BEGIN Supplied information

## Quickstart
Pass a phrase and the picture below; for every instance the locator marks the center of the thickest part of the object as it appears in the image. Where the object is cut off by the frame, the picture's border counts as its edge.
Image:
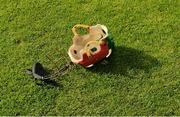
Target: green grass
(142, 77)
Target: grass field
(143, 74)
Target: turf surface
(143, 74)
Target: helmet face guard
(90, 48)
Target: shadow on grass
(125, 59)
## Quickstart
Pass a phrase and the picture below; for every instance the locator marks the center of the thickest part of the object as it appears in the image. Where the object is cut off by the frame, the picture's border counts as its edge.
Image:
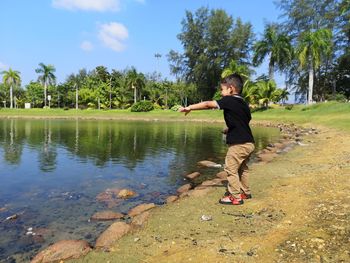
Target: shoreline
(281, 223)
(292, 135)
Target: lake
(52, 170)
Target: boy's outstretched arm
(200, 106)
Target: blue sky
(75, 34)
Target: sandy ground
(300, 212)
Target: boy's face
(226, 90)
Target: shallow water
(51, 172)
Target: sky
(76, 34)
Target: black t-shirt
(237, 117)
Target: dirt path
(300, 212)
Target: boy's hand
(186, 110)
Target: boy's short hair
(234, 80)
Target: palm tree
(284, 95)
(47, 77)
(311, 50)
(233, 67)
(135, 80)
(276, 46)
(11, 78)
(267, 92)
(249, 92)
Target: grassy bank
(331, 114)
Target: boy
(239, 137)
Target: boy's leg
(235, 157)
(244, 170)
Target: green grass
(331, 114)
(110, 114)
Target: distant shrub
(338, 97)
(142, 106)
(157, 106)
(289, 107)
(176, 107)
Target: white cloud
(112, 35)
(86, 46)
(3, 66)
(88, 5)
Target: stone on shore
(222, 175)
(171, 199)
(112, 234)
(266, 157)
(106, 215)
(192, 175)
(140, 220)
(63, 250)
(140, 209)
(184, 188)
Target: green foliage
(337, 97)
(176, 107)
(277, 46)
(289, 107)
(211, 39)
(142, 106)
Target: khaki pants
(236, 167)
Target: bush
(176, 107)
(338, 97)
(142, 106)
(289, 107)
(157, 106)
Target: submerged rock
(63, 250)
(106, 215)
(184, 188)
(209, 164)
(112, 234)
(171, 199)
(126, 193)
(140, 208)
(192, 175)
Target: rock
(140, 208)
(109, 197)
(192, 175)
(126, 193)
(213, 182)
(184, 188)
(106, 215)
(63, 250)
(139, 220)
(208, 164)
(112, 234)
(266, 157)
(199, 192)
(222, 175)
(12, 217)
(171, 199)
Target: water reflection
(101, 141)
(51, 171)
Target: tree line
(310, 48)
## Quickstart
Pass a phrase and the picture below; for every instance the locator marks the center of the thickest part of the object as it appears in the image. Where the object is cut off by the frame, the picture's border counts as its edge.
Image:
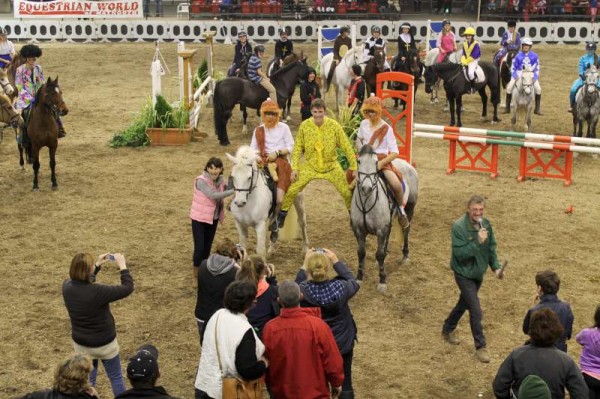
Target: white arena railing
(266, 30)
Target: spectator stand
(326, 36)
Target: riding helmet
(470, 31)
(590, 46)
(30, 51)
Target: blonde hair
(318, 267)
(252, 269)
(71, 375)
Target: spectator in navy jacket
(548, 284)
(266, 307)
(92, 325)
(327, 283)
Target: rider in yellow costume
(318, 139)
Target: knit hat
(144, 364)
(533, 387)
(372, 103)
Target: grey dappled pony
(523, 99)
(587, 106)
(253, 200)
(372, 213)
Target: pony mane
(245, 153)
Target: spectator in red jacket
(304, 357)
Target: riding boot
(508, 101)
(538, 98)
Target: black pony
(456, 84)
(412, 65)
(232, 91)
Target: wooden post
(188, 72)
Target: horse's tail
(220, 114)
(289, 231)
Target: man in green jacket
(473, 250)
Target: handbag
(236, 387)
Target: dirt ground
(136, 201)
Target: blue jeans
(468, 300)
(113, 370)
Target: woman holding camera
(92, 324)
(207, 208)
(214, 275)
(327, 283)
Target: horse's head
(51, 96)
(8, 114)
(244, 174)
(5, 83)
(367, 177)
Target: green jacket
(469, 258)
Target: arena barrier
(266, 30)
(403, 134)
(541, 155)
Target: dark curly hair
(239, 296)
(545, 328)
(30, 51)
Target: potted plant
(170, 125)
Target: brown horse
(9, 116)
(42, 128)
(375, 65)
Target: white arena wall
(266, 30)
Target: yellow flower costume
(319, 145)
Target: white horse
(342, 78)
(523, 99)
(253, 201)
(430, 60)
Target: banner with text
(78, 9)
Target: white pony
(342, 78)
(253, 201)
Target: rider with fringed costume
(274, 143)
(341, 45)
(256, 75)
(526, 58)
(588, 59)
(283, 48)
(471, 55)
(375, 41)
(243, 49)
(511, 41)
(406, 42)
(376, 132)
(7, 49)
(318, 139)
(28, 79)
(446, 42)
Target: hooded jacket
(214, 275)
(332, 296)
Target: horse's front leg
(261, 238)
(53, 167)
(35, 155)
(380, 256)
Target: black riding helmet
(30, 51)
(590, 46)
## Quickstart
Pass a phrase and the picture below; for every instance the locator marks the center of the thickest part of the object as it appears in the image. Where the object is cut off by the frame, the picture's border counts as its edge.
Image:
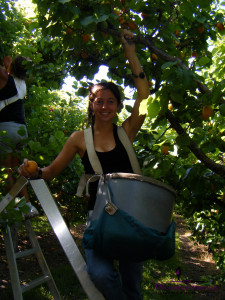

END Supplied information

What needs to be done:
Each line from the one holding "Target: pony mane" through the final line of the data needs to be transcribed exactly. Include both ends, skip the pictures, and add nothing.

Answer to this task:
Target: pony mane
(245, 153)
Target: spectator in red jacket
(304, 357)
Target: riding boot
(508, 101)
(538, 98)
Target: black pony
(456, 84)
(412, 65)
(232, 91)
Target: wooden post
(188, 72)
Target: horse's tail
(220, 114)
(289, 231)
Target: man in green jacket
(473, 250)
Target: handbag
(236, 387)
Target: dirt ground
(136, 201)
Target: blue jeans
(468, 300)
(113, 370)
Target: woman holding camera
(92, 324)
(207, 208)
(214, 275)
(327, 283)
Target: horse's head
(51, 96)
(8, 114)
(244, 174)
(5, 83)
(367, 177)
Target: green jacket
(469, 258)
Target: arena barrier
(266, 30)
(403, 134)
(541, 155)
Target: dark curly hair
(239, 296)
(545, 328)
(30, 51)
Target: potted plant
(170, 125)
Target: brown horse
(9, 116)
(42, 128)
(375, 65)
Target: white arena wall
(266, 30)
Target: yellow flower costume
(319, 145)
Target: white horse
(342, 78)
(523, 99)
(253, 201)
(430, 60)
Target: banner with text
(78, 9)
Target: white pony
(342, 78)
(253, 201)
Target: rider with fringed costume
(274, 143)
(341, 45)
(256, 75)
(526, 58)
(588, 59)
(283, 48)
(471, 55)
(375, 41)
(243, 49)
(511, 41)
(406, 42)
(376, 132)
(7, 49)
(318, 139)
(28, 79)
(446, 42)
Target: hooded jacket
(214, 275)
(332, 296)
Target: horse's front leg
(261, 238)
(53, 167)
(35, 155)
(380, 256)
Target: black riding helmet
(30, 51)
(590, 46)
## Quickstart
Pass a phrase and the picture below; for every instance the locator marks the center of the thickest part of the object as it appears in the image. Where the object is cut off by the frame, the picture's border counts as its edge.
Image:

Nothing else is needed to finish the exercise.